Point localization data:
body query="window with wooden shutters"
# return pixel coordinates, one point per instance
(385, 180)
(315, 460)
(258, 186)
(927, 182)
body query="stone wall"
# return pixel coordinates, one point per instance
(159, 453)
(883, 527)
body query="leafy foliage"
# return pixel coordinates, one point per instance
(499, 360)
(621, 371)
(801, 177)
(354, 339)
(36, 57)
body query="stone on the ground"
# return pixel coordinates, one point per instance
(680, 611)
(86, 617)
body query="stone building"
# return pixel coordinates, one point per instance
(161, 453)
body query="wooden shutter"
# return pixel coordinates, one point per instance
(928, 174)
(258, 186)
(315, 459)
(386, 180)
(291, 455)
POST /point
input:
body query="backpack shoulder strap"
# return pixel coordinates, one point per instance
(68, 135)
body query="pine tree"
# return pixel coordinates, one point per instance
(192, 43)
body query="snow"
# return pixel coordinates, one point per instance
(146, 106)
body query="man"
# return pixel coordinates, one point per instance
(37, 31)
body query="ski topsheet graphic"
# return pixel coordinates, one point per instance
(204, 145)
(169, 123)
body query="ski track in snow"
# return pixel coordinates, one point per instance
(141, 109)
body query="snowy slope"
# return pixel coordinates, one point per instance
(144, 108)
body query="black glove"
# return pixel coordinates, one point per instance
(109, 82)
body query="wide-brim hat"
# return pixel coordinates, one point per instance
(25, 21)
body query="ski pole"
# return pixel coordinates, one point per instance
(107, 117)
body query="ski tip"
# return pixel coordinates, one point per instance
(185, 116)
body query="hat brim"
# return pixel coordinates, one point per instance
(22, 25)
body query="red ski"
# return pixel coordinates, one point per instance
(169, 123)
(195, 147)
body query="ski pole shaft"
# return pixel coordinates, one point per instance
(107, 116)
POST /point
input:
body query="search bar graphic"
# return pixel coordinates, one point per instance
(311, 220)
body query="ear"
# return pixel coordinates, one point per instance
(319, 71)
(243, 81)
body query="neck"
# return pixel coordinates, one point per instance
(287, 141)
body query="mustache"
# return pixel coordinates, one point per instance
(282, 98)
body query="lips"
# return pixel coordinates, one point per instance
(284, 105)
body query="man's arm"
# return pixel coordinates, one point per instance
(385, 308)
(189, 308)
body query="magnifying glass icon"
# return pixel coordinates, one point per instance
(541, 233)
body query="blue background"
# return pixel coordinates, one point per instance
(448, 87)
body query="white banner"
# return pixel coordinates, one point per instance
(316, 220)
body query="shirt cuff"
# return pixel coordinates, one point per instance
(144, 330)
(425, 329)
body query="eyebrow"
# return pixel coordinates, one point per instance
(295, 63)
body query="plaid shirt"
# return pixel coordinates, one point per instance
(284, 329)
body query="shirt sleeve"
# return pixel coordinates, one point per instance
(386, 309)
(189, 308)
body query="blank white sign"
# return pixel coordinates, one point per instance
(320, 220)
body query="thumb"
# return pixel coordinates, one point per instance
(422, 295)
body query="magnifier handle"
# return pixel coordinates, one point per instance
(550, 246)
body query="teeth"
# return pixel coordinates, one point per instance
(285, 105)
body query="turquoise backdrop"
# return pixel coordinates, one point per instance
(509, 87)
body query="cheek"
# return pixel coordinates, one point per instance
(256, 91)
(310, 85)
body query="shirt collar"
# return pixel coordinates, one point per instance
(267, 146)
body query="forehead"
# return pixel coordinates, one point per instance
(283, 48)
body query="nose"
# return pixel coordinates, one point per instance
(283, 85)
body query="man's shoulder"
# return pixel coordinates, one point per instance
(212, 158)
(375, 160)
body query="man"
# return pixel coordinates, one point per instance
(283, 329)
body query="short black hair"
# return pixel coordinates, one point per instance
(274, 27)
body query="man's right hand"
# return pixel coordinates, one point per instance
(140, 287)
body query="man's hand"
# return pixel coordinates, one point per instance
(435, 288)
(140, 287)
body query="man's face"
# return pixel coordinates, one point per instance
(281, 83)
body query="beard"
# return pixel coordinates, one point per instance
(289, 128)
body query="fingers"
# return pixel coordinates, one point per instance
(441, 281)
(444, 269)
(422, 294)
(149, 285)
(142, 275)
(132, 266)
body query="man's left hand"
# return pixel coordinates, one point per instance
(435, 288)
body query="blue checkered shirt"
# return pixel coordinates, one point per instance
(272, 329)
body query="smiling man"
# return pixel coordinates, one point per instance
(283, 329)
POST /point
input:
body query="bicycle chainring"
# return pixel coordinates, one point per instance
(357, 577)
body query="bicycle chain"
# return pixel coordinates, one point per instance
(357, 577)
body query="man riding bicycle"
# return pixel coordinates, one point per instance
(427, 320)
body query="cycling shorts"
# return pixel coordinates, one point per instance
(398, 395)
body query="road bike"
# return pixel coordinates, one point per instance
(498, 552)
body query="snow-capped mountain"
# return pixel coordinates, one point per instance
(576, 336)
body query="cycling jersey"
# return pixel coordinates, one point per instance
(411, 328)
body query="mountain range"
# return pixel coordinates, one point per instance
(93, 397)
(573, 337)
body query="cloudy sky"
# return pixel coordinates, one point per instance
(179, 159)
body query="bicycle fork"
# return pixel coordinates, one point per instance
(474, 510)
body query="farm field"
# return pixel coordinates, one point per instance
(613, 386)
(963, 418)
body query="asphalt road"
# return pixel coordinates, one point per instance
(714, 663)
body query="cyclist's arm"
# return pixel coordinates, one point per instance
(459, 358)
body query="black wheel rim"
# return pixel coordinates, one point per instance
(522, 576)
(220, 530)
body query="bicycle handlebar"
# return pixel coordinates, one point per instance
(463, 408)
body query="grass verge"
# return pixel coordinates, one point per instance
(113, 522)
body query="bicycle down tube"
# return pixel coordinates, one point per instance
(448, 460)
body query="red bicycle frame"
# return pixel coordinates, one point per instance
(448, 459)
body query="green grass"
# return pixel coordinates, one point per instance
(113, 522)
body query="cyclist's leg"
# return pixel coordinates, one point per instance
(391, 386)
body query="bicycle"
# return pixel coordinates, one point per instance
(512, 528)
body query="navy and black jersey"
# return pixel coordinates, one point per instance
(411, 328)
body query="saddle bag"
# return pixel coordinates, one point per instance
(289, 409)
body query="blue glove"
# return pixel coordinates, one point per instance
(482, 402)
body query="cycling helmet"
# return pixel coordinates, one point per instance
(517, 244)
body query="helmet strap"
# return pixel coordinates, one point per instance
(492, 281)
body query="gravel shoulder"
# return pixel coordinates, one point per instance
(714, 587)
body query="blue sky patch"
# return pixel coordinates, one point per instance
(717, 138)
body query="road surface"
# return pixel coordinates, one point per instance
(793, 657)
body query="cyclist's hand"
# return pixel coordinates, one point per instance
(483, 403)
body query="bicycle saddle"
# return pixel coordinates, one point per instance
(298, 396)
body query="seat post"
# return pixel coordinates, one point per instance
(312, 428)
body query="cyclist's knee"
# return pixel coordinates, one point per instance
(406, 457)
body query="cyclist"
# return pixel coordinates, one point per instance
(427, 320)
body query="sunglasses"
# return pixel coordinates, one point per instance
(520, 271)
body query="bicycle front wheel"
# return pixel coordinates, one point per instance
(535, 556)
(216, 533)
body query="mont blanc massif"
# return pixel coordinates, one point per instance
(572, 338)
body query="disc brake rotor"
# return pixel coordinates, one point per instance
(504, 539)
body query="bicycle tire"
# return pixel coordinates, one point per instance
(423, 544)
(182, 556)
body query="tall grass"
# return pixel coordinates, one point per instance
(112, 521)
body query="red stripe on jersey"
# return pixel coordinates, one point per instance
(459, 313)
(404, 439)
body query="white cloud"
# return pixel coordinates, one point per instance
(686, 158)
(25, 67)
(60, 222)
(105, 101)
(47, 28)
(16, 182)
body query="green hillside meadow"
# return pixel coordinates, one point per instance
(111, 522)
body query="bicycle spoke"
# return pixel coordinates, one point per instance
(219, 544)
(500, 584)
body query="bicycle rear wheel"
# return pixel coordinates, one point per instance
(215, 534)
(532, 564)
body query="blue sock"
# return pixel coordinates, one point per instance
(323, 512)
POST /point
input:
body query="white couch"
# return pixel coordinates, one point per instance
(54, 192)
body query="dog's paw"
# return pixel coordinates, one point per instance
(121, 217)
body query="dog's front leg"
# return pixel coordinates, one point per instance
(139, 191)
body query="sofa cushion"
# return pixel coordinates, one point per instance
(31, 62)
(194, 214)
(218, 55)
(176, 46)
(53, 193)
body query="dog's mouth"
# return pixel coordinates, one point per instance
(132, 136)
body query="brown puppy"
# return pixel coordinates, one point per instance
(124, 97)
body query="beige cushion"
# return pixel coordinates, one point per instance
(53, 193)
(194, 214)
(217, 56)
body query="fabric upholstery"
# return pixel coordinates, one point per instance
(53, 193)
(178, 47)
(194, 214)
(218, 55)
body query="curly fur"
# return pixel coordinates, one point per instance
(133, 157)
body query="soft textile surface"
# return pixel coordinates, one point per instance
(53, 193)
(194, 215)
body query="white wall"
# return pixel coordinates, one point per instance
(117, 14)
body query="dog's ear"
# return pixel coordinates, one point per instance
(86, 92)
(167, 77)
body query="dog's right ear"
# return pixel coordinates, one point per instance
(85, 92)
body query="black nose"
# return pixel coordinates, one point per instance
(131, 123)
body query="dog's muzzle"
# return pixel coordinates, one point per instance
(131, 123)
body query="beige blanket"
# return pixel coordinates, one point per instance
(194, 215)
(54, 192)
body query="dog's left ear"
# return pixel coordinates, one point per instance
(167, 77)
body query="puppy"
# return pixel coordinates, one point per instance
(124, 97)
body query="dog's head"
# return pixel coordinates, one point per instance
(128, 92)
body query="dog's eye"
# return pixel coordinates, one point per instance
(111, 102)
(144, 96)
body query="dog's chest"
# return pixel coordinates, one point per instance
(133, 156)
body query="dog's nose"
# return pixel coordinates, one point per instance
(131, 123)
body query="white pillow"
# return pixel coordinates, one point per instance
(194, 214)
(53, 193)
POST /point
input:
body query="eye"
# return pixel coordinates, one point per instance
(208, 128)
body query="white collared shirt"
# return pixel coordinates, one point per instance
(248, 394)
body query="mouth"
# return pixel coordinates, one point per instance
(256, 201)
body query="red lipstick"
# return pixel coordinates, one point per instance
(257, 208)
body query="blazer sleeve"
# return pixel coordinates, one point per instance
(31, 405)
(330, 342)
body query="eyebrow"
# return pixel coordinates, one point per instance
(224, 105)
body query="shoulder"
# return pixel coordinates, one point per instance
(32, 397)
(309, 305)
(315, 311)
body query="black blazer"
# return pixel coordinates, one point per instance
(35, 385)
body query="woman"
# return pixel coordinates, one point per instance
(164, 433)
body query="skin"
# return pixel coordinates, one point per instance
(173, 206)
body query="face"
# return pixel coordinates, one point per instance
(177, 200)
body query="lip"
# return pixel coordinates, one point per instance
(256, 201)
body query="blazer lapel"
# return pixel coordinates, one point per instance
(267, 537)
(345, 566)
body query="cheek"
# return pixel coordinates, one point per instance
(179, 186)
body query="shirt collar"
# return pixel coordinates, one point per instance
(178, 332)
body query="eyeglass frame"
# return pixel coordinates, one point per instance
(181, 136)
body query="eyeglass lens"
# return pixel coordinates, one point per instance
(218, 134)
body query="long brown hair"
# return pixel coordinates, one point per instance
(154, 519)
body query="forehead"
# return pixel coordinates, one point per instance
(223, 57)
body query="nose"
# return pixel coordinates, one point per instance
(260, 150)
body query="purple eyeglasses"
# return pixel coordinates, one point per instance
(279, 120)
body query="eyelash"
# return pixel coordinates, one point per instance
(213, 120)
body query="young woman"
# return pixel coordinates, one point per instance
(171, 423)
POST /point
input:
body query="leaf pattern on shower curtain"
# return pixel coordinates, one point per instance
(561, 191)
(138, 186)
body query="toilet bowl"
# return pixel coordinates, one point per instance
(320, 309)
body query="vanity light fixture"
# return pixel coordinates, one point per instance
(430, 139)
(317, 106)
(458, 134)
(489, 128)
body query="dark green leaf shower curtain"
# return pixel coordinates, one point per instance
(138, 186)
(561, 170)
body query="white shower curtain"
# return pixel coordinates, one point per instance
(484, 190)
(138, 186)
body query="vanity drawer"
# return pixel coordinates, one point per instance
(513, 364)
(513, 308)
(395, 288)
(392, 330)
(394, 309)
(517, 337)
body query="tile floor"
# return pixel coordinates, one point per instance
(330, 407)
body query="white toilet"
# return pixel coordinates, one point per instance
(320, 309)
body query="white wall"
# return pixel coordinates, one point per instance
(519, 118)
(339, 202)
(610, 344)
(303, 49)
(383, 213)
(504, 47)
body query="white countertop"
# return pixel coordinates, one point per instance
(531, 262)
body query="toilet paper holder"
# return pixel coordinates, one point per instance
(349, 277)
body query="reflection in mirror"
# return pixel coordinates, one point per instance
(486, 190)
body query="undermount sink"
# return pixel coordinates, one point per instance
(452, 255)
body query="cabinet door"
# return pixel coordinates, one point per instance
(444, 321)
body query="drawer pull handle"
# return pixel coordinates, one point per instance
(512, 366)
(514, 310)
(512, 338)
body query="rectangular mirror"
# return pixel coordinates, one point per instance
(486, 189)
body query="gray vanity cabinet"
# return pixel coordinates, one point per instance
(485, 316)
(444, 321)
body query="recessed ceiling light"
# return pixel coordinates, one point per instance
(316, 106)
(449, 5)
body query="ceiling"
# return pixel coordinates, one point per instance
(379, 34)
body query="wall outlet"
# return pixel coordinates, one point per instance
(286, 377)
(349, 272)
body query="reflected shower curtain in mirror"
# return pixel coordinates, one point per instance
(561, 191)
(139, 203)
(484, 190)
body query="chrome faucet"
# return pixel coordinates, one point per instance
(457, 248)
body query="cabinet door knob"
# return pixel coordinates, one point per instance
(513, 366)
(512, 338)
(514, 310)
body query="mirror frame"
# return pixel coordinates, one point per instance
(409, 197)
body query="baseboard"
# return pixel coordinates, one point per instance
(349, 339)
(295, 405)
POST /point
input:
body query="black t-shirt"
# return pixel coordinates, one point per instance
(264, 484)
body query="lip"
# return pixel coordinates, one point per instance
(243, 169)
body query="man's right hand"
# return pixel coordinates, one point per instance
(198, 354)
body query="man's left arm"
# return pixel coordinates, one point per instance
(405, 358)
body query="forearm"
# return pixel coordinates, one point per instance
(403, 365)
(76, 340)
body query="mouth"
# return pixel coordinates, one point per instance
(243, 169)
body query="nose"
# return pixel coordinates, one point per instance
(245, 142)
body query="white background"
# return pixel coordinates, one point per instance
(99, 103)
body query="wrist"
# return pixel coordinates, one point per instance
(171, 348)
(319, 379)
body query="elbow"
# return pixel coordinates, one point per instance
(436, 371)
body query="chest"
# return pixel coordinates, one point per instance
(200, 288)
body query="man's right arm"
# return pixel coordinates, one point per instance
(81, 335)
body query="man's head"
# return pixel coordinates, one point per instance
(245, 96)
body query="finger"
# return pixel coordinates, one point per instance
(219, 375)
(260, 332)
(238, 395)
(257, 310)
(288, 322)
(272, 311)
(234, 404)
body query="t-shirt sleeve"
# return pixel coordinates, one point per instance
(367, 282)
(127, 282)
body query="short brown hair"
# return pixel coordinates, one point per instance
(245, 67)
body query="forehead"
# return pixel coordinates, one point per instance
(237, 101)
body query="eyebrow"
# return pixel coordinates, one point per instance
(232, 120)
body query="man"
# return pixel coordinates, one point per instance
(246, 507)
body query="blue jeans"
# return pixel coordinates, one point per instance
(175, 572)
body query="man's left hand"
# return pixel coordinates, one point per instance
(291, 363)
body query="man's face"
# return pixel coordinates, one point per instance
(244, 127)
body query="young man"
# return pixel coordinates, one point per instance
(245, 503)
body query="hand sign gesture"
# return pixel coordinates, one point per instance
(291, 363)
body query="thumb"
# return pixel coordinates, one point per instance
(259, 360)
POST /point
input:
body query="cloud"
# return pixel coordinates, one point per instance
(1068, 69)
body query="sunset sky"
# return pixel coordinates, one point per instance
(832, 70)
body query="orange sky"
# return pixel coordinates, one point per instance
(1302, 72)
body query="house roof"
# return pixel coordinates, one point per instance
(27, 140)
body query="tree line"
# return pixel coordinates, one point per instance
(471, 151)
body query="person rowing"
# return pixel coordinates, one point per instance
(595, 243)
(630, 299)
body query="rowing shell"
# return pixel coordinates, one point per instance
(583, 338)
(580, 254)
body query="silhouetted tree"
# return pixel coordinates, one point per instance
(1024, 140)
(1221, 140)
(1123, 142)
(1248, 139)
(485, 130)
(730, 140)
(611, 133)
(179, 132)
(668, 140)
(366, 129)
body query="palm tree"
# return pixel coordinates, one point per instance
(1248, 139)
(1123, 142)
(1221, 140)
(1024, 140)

WHAT IS BEING ASKED: Give the count of lines above that include the word "green", stating no other information.

SOLUTION TO THIS TASK: 3